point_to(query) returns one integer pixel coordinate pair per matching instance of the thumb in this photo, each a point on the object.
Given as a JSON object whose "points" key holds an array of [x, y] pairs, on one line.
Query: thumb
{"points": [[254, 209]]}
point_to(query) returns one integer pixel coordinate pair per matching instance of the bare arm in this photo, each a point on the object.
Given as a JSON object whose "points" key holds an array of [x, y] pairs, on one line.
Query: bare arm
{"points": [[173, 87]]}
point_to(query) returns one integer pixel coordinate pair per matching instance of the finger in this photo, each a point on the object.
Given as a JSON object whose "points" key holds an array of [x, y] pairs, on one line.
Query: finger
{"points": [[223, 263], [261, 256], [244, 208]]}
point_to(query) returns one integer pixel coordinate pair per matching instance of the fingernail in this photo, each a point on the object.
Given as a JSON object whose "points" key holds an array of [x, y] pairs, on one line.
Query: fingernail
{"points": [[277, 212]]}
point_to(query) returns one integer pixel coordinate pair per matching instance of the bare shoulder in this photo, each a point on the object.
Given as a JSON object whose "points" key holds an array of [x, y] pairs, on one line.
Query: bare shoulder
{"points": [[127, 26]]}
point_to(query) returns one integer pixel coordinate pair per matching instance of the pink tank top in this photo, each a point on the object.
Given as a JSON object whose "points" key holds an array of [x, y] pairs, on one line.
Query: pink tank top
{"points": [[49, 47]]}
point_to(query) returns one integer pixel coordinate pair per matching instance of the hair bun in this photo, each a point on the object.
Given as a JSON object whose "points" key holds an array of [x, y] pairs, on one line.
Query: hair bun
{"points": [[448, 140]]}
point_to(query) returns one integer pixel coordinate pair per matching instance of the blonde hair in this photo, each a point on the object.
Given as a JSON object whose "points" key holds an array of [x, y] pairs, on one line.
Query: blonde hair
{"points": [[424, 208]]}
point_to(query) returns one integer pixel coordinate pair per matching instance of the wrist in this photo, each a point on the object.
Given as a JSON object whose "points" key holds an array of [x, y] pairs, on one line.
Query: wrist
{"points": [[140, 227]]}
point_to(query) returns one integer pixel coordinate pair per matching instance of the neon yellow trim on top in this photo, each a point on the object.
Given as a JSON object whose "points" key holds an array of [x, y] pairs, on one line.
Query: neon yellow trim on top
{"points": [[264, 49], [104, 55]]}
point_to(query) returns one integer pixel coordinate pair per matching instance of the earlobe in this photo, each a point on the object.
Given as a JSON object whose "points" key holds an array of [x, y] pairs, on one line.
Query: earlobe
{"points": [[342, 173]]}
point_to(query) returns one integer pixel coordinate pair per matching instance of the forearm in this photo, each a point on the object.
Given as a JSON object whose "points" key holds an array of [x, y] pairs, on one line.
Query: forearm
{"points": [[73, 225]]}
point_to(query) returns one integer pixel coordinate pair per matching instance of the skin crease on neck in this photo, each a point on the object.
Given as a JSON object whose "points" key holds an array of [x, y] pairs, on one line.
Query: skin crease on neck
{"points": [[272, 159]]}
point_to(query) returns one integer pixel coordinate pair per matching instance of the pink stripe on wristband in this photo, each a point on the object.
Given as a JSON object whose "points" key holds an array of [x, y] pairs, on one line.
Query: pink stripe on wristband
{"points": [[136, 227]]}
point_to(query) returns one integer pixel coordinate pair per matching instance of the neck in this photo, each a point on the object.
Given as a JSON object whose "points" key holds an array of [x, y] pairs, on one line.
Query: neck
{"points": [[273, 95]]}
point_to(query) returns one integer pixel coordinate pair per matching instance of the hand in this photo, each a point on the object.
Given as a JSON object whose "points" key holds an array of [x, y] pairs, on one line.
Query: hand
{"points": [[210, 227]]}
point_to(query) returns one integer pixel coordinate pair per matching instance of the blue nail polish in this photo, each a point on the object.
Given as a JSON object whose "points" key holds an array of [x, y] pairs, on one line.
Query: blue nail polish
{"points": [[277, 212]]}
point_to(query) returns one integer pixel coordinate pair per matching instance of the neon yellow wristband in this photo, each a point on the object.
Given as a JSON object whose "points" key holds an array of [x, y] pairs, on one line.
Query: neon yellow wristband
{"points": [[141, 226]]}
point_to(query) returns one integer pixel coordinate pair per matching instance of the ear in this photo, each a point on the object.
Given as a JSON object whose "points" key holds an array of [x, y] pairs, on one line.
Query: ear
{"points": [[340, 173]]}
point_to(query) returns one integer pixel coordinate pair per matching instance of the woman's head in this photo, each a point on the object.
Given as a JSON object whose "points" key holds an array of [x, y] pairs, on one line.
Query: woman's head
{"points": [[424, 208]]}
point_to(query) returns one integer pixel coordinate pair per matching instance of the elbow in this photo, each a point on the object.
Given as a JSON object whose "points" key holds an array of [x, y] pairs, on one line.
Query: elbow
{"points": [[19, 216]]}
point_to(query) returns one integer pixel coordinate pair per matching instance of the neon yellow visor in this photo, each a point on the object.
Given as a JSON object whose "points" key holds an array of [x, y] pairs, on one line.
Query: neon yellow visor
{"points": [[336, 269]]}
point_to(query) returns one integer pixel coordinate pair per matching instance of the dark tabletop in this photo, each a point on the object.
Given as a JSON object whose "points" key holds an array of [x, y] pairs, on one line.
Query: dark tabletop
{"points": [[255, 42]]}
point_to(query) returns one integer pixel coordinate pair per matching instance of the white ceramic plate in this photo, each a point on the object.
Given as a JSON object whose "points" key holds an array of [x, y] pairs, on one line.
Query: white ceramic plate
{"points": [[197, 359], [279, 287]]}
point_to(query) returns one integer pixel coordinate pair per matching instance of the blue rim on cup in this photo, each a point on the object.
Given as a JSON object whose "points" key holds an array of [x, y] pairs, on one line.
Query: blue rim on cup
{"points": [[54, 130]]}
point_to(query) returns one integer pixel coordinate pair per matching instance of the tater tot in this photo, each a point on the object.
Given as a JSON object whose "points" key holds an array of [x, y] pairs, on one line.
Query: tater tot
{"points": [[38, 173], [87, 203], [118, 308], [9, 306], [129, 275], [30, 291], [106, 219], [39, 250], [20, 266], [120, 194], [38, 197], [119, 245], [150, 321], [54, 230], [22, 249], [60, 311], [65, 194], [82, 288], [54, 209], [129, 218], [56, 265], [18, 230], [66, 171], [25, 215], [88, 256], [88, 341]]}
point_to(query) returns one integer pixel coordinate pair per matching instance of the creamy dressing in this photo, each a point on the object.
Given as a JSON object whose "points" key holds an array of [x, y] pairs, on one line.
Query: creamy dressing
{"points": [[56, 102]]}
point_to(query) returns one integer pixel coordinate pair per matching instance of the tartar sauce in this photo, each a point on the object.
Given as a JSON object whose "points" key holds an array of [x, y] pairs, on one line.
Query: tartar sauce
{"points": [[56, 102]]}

• [Requirements]
Repeat every record, exactly as written.

• [Output for this task]
point_to(query) returns one integer pixel coordinate pair per matching instance of the thumb in this photo, each a point on the object.
Given as a JSON object whose "points" key holds an array of [x, y] pairs, on one line.
Query: thumb
{"points": [[254, 209]]}
point_to(query) returns one integer pixel coordinate pair per matching instance of the bare arm in this photo, each a point on the object.
Given as a JSON object whose "points" key holds an array of [x, y] pairs, on one line.
Query: bare arm
{"points": [[173, 87]]}
point_to(query) returns one integer pixel coordinate pair per matching instance of the finger in this photo, each a point on the object.
Given as a JSON object whose "points" key holds an array of [x, y] pairs, on one line.
Query: finger
{"points": [[223, 263], [261, 256], [244, 208]]}
point_to(query) returns one integer pixel coordinate pair per matching instance of the fingernail in this photo, each a point on the object.
Given as a JSON object whose "points" key holds an array of [x, y] pairs, on one line.
Query: fingernail
{"points": [[277, 212]]}
point_to(query) returns one integer pixel coordinate pair per matching instance of the bare shoulder in this photo, each a point on the object.
Given as a JSON object whose "points" key holds an array of [x, y] pairs, on one line.
Query: bare shoulder
{"points": [[127, 26]]}
point_to(query) returns one integer pixel coordinate pair per matching instance of the pink tank top in this photo, each a point on the object.
Given as a JSON object whose "points" key holds an array of [x, y] pairs, on one line.
Query: pink tank top
{"points": [[49, 47]]}
point_to(query) returns one integer pixel coordinate pair per matching instance of the hair bun in this photo, each a point on the object.
Given as a JSON object whose "points" key holds an array of [x, y] pairs, on one line.
Query: hair bun
{"points": [[448, 140]]}
point_to(query) returns one integer pixel coordinate pair per matching instance of the blonde hair in this photo, each a point on the object.
Given as a JSON object whose "points" key holds an array of [x, y] pairs, on one line.
Query: blonde hair
{"points": [[424, 208]]}
point_to(query) returns one integer pixel coordinate pair per matching instance of the wrist in this photo, each a point on the object.
Given as a JSON object whose "points" key holds an array of [x, y] pairs, on one line.
Query: wrist
{"points": [[140, 227]]}
point_to(query) returns one integer pixel coordinate pair per matching instance of the neon yellow trim on top in this photo, each a point on the object.
Given as a JSON object whose "points" key holds an array of [x, y] pairs, on one line.
Query: neon yellow trim on top
{"points": [[264, 49], [104, 55]]}
point_to(query) returns one integer pixel coordinate pair per matching instance of the earlobe in this photo, each a point on the object.
Given as a JSON object whose "points" key holds an array of [x, y] pairs, on one line.
Query: earlobe
{"points": [[342, 173]]}
point_to(query) returns one integer pixel coordinate pair per matching instance of the forearm in this photo, each a point on the object.
Given as a JSON object whose "points" key holds an array of [x, y] pairs, on one line.
Query: forearm
{"points": [[73, 225]]}
point_to(query) returns one integer pixel coordinate pair per matching instance of the skin crease on neck in this photo, each a point on the object.
Given as a JSON object whose "points" key holds an array of [x, y] pairs, on one line.
Query: skin crease on neck
{"points": [[272, 159]]}
point_to(query) returns one integer pixel coordinate pair per matching instance of the pink stripe on wristband in this photo, each a point on the object.
Given as a JSON object whose "points" key holds an array of [x, y] pairs, on one line.
Query: pink stripe on wristband
{"points": [[136, 227]]}
point_to(query) returns one integer pixel coordinate pair per matching instance of the neck in this photo, each a point on the object.
Given as a JSON object whose "points" key holds an array of [x, y] pairs, on one line.
Query: neck
{"points": [[273, 95]]}
point_to(query) returns one integer pixel coordinate pair per matching instance of the hand in this photo, each a point on the object.
Given as a JSON object whose "points" key holds an array of [x, y] pairs, on one line.
Query: hand
{"points": [[210, 227]]}
point_to(query) returns one integer pixel coordinate pair per matching instance of the blue nail polish in this photo, each a point on the object.
Given as a JSON object whose "points" key holds an array of [x, y] pairs, on one line.
Query: blue nail polish
{"points": [[277, 212]]}
point_to(query) returns one integer pixel coordinate pair per matching instance of the neon yellow wristband in this photo, each a point on the object.
Given as a JSON object whose "points" key holds an array of [x, y] pairs, on one line.
Query: neon yellow wristband
{"points": [[141, 226]]}
point_to(query) returns one integer pixel coordinate pair per matching instance of the ear in this photo, each a point on the object.
Given as a JSON object whose "points" key holds an array of [x, y] pairs, on one line.
Query: ear
{"points": [[340, 173]]}
point_to(query) returns one integer pixel coordinate pair per matching instance of the woman's head in this photo, each a point on the object.
Given as a JSON object whose "points" key holds an array of [x, y] pairs, on one line.
Query: woman's head
{"points": [[424, 208]]}
point_to(query) returns one integer pixel coordinate pair per matching instance of the elbow in this photo, each a point on the object.
Given as a JSON object whose "points" key holds an array of [x, y] pairs, on one line.
Query: elbow
{"points": [[19, 216]]}
point_to(query) returns one integer pixel coordinate pair per matching instance of the neon yellow visor in this photo, each a point on the object.
Given as a JSON object whose "points" key holds an array of [x, y] pairs, on one line.
Query: neon yellow visor
{"points": [[336, 269]]}
point_to(query) returns one integer pixel coordinate pair per matching instance of the dark tabletop in this photo, each a point on the object.
Given as a JSON object whose "points" key holds an array of [x, y] pairs, on one line.
Query: dark tabletop
{"points": [[255, 42]]}
point_to(query) returns one integer pixel coordinate pair per matching instance of the white ceramic plate in this photo, each a point on the object.
Given as a JSON object whose "points" key holds an array of [x, y] pairs, on one line.
Query: white ceramic plate
{"points": [[197, 359], [279, 287]]}
point_to(query) returns one integer pixel coordinate pair per matching instance of the blue rim on cup in this photo, each a point on the object.
Given as a JSON object whose "points" key holds an array of [x, y] pairs, on one line.
Query: blue rim on cup
{"points": [[54, 130]]}
point_to(query) returns one integer pixel coordinate pair per matching instance of the tater tot in this photo, each a point on the object.
Given as a JSON object whose "points" key holds an array of [x, y] pairs, on one line.
Query: tater tot
{"points": [[38, 173], [87, 203], [118, 308], [9, 306], [129, 275], [30, 291], [106, 219], [39, 250], [20, 266], [120, 194], [38, 197], [119, 245], [150, 321], [54, 230], [22, 249], [60, 311], [65, 194], [82, 288], [54, 209], [129, 218], [56, 265], [18, 230], [66, 171], [25, 215], [88, 256], [88, 341]]}
point_to(query) returns one integer pixel coordinate pair per matching instance of the creamy dressing in this photo, each a point on the object.
Given as a JSON object whose "points" key holds an array of [x, y] pairs, on one line.
Query: creamy dressing
{"points": [[56, 102]]}
point_to(query) returns one integer pixel coordinate pair per matching instance of the tartar sauce in this photo, each a point on the object.
Given as a JSON object whose "points" key holds an array of [x, y] pairs, on one line.
Query: tartar sauce
{"points": [[56, 102]]}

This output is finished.